* [Given request]: Repeat the material, starting with the line that contains "Ground leaning wooden stake in the picture." and going on through the line that contains "[54,0,100,6]", both included, and keep every text line. Shift each bounding-box coordinate up by 31, and leave the pictures out.

* [Task inputs]:
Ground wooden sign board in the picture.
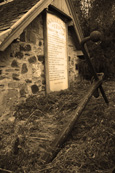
[46,13,68,93]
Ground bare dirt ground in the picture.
[0,80,115,173]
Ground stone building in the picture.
[0,0,82,116]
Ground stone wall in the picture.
[0,12,78,116]
[0,15,45,115]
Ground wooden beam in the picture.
[42,77,103,163]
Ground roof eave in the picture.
[0,0,53,51]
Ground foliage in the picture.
[74,0,115,78]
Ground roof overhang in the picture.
[0,0,53,51]
[0,0,83,51]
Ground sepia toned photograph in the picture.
[0,0,115,173]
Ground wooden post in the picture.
[42,77,103,163]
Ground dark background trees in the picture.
[73,0,115,78]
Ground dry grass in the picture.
[0,81,115,173]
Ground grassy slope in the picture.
[0,81,115,173]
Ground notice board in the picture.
[46,13,68,92]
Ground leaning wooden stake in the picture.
[42,77,103,163]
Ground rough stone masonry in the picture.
[0,14,78,116]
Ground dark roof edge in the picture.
[0,0,53,51]
[65,0,83,42]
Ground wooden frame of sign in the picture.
[44,11,69,93]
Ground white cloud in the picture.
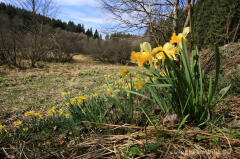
[54,0,100,6]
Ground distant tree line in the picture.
[0,2,102,39]
[0,0,146,68]
[101,0,240,48]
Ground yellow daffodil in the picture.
[163,43,177,60]
[0,125,5,131]
[24,110,35,116]
[58,109,64,115]
[114,89,120,93]
[23,128,28,132]
[170,33,182,44]
[65,113,70,118]
[61,92,67,97]
[70,99,77,105]
[155,52,166,64]
[120,67,129,76]
[136,81,145,91]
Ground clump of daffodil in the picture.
[130,27,189,68]
[47,106,56,116]
[65,113,70,118]
[0,125,5,132]
[13,120,22,126]
[24,110,43,119]
[23,128,28,132]
[58,109,64,115]
[136,81,145,91]
[120,67,129,76]
[130,42,152,67]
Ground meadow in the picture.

* [Response]:
Ground leaning wooden stake in the picture.
[73,108,134,194]
Ground rough stone masonry in the picture.
[31,45,109,147]
Ground dark roof edge in the picture.
[31,31,84,82]
[96,31,114,73]
Ground wooden frame of sign in the picture.
[75,42,100,124]
Ground white cloud in the picture.
[85,31,131,37]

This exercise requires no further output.